(Beginning of DATA SUPPLIED)

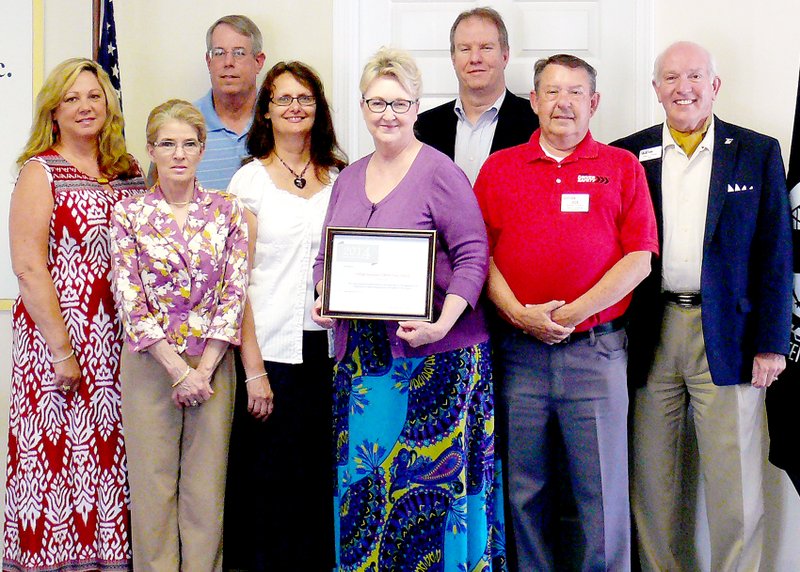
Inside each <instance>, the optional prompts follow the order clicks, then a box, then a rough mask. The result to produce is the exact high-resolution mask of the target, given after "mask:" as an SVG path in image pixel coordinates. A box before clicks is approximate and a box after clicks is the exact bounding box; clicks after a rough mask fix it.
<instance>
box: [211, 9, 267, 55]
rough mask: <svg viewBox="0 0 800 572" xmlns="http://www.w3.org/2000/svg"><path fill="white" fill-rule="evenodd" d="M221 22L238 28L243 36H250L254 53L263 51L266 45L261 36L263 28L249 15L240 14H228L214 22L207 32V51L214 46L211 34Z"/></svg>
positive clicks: (236, 30) (211, 33) (250, 38)
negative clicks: (247, 16)
mask: <svg viewBox="0 0 800 572" xmlns="http://www.w3.org/2000/svg"><path fill="white" fill-rule="evenodd" d="M220 24H226V25H228V26H230V27H231V28H233V29H234V30H236V31H237V32H238V33H240V34H241V35H243V36H247V37H248V38H250V41H251V42H252V44H253V55H258V54H260V53H261V51H262V49H263V47H264V41H263V39H262V38H261V30H259V29H258V26H256V23H255V22H253V21H252V20H251V19H250V18H248V17H247V16H242V15H239V14H230V15H228V16H223V17H222V18H220V19H219V20H217V21H216V22H214V23H213V24H211V27H210V28H209V29H208V32H206V51H211V48H213V47H214V46H212V45H211V35H212V34H213V33H214V30H216V28H217V26H219V25H220Z"/></svg>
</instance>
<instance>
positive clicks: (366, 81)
mask: <svg viewBox="0 0 800 572" xmlns="http://www.w3.org/2000/svg"><path fill="white" fill-rule="evenodd" d="M379 77H391V78H394V79H396V80H397V83H399V84H400V85H401V86H403V89H405V90H406V91H407V92H408V93H409V95H411V97H412V98H414V99H415V100H417V99H419V98H420V96H421V95H422V74H421V73H420V71H419V68H418V67H417V63H416V62H415V61H414V58H412V57H411V54H409V53H408V52H407V51H405V50H399V49H397V48H387V47H386V46H383V47H381V48H380V49H379V50H378V51H377V52H375V55H373V56H372V57H371V58H370V59H369V61H367V63H366V65H364V71H363V72H362V73H361V81H360V82H359V83H358V88H359V89H360V90H361V94H362V95H363V94H364V93H365V92H366V91H367V87H369V84H371V83H372V82H373V81H374V80H375V79H377V78H379Z"/></svg>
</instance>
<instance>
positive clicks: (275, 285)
mask: <svg viewBox="0 0 800 572" xmlns="http://www.w3.org/2000/svg"><path fill="white" fill-rule="evenodd" d="M336 175H337V173H336V172H335V171H331V172H330V178H331V183H330V184H329V185H328V186H326V187H325V188H323V189H322V190H321V191H319V192H318V193H317V194H316V195H314V196H313V197H311V198H310V199H304V198H302V197H299V196H297V195H295V194H293V193H290V192H288V191H285V190H283V189H279V188H278V187H276V186H275V183H274V182H273V181H272V179H271V178H270V176H269V173H268V172H267V170H266V169H265V168H264V165H263V164H262V163H261V162H260V161H252V162H250V163H248V164H247V165H245V166H244V167H242V168H241V169H239V170H238V171H237V172H236V174H235V175H234V176H233V178H232V179H231V183H230V185H229V186H228V190H229V191H230V192H232V193H234V194H236V195H238V196H239V198H240V199H241V201H242V204H243V205H244V206H245V208H247V209H248V210H250V211H251V212H253V213H254V214H255V215H256V218H257V219H258V236H257V237H256V251H255V256H254V260H253V269H252V271H251V273H250V286H249V287H248V289H247V295H248V297H249V299H250V301H251V307H252V308H253V317H254V319H255V324H256V338H257V339H258V346H259V348H260V349H261V356H262V358H263V359H265V360H267V361H275V362H280V363H291V364H297V363H302V361H303V330H320V329H322V328H320V327H319V326H318V325H317V324H315V323H314V321H313V320H312V319H311V308H312V306H313V304H314V278H313V275H312V265H313V262H314V259H315V257H316V255H317V252H318V251H319V245H320V238H321V235H322V223H323V221H324V220H325V213H326V211H327V210H328V201H329V200H330V197H331V188H332V186H333V181H334V180H335V179H336Z"/></svg>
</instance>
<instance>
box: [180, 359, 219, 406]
mask: <svg viewBox="0 0 800 572" xmlns="http://www.w3.org/2000/svg"><path fill="white" fill-rule="evenodd" d="M212 374H213V372H203V371H200V370H197V369H194V368H193V367H190V368H189V371H188V373H187V375H186V377H185V378H184V379H183V380H182V381H181V382H180V383H179V384H178V385H176V386H175V389H173V390H172V402H173V403H174V404H175V407H177V408H178V409H180V408H182V407H199V406H200V405H202V404H203V403H205V402H206V401H208V400H209V399H210V398H211V396H212V395H213V394H214V390H213V389H211V376H212Z"/></svg>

(End of DATA SUPPLIED)

REQUIRED WORK: Please reproduce every entry above exactly, but leave out the pictures.

EXERCISE RESPONSE:
Inside each <instance>, the optional prompts follow the order clicks, then a box, then a rough mask. The result to produce is the exact high-resolution mask of the target, given after "mask:" as an SVG path in image pixel coordinates. A box before clicks is approximate and a box after clicks is the exact bounding box; clicks after a rough mask fix it.
<instance>
box: [211, 9, 267, 55]
rough mask: <svg viewBox="0 0 800 572" xmlns="http://www.w3.org/2000/svg"><path fill="white" fill-rule="evenodd" d="M221 22L238 28L243 36H250L254 53L263 51L266 45L261 36L263 28L249 15L240 14H228L214 22L207 32V51L214 46L211 34Z"/></svg>
positive clicks: (236, 30) (211, 33) (250, 38)
negative clicks: (247, 16)
mask: <svg viewBox="0 0 800 572" xmlns="http://www.w3.org/2000/svg"><path fill="white" fill-rule="evenodd" d="M220 24H226V25H228V26H230V27H231V28H233V29H234V30H236V31H237V32H238V33H240V34H241V35H243V36H247V37H248V38H250V41H251V42H252V44H253V55H258V54H260V53H261V51H262V49H263V47H264V41H263V39H262V38H261V30H259V29H258V26H256V23H255V22H253V21H252V20H251V19H250V18H248V17H247V16H242V15H239V14H230V15H228V16H223V17H222V18H220V19H219V20H217V21H216V22H214V23H213V24H211V27H210V28H209V29H208V32H206V51H211V48H213V47H214V46H212V45H211V35H212V34H213V33H214V30H216V28H217V26H219V25H220Z"/></svg>
</instance>
<instance>
positive clicks: (366, 81)
mask: <svg viewBox="0 0 800 572" xmlns="http://www.w3.org/2000/svg"><path fill="white" fill-rule="evenodd" d="M379 77H391V78H394V79H396V80H397V83H399V84H400V85H401V86H403V89H405V90H406V91H407V92H408V93H409V95H411V97H412V98H414V99H415V100H417V99H419V98H420V96H421V95H422V74H421V73H420V71H419V68H418V67H417V63H416V62H415V61H414V58H412V57H411V54H409V53H408V52H407V51H405V50H399V49H397V48H387V47H386V46H383V47H381V48H380V49H379V50H378V51H377V52H375V55H373V56H372V57H371V58H370V59H369V61H367V63H366V65H364V71H363V72H362V73H361V81H360V82H359V83H358V88H359V89H360V90H361V94H362V95H363V94H364V93H365V92H366V91H367V87H369V84H371V83H372V82H373V81H374V80H375V79H377V78H379Z"/></svg>
</instance>
<instance>
positive clicks: (275, 285)
mask: <svg viewBox="0 0 800 572" xmlns="http://www.w3.org/2000/svg"><path fill="white" fill-rule="evenodd" d="M336 175H337V173H336V172H335V171H331V172H330V178H331V183H330V184H329V185H328V186H326V187H325V188H323V189H322V190H321V191H319V192H318V193H317V194H316V195H314V196H313V197H311V198H310V199H304V198H302V197H299V196H297V195H295V194H293V193H290V192H288V191H285V190H283V189H279V188H278V187H276V186H275V183H274V182H273V181H272V179H271V178H270V176H269V173H268V172H267V170H266V169H265V168H264V165H263V164H262V163H261V162H260V161H252V162H250V163H248V164H247V165H245V166H244V167H242V168H241V169H239V170H238V171H237V172H236V174H235V175H234V176H233V178H232V179H231V183H230V185H229V186H228V190H229V191H230V192H232V193H234V194H236V195H238V196H239V198H240V199H241V201H242V204H243V205H244V206H245V208H247V209H248V210H250V211H251V212H253V213H254V214H255V215H256V218H257V219H258V236H257V237H256V251H255V256H254V260H253V269H252V271H251V273H250V286H249V287H248V289H247V295H248V297H249V299H250V301H251V307H252V308H253V317H254V319H255V324H256V338H257V339H258V346H259V348H260V349H261V356H262V358H263V359H265V360H267V361H275V362H280V363H291V364H297V363H302V361H303V330H320V329H322V328H320V327H319V326H318V325H317V324H315V323H314V321H313V320H312V319H311V308H312V306H313V304H314V278H313V275H312V265H313V262H314V259H315V257H316V255H317V252H318V251H319V245H320V238H321V235H322V223H323V221H324V220H325V213H326V211H327V210H328V201H329V200H330V197H331V188H332V186H333V181H334V180H335V179H336Z"/></svg>
</instance>
<instance>
box: [180, 359, 219, 406]
mask: <svg viewBox="0 0 800 572" xmlns="http://www.w3.org/2000/svg"><path fill="white" fill-rule="evenodd" d="M212 374H213V372H203V371H200V370H197V369H194V368H193V367H190V368H189V371H188V373H187V375H186V377H185V378H184V379H183V380H182V381H181V382H180V383H179V384H178V385H176V386H175V389H173V390H172V402H173V403H174V404H175V407H177V408H178V409H180V408H182V407H199V406H200V405H202V404H203V403H205V402H206V401H208V400H209V399H210V398H211V396H212V395H213V394H214V390H213V389H211V376H212Z"/></svg>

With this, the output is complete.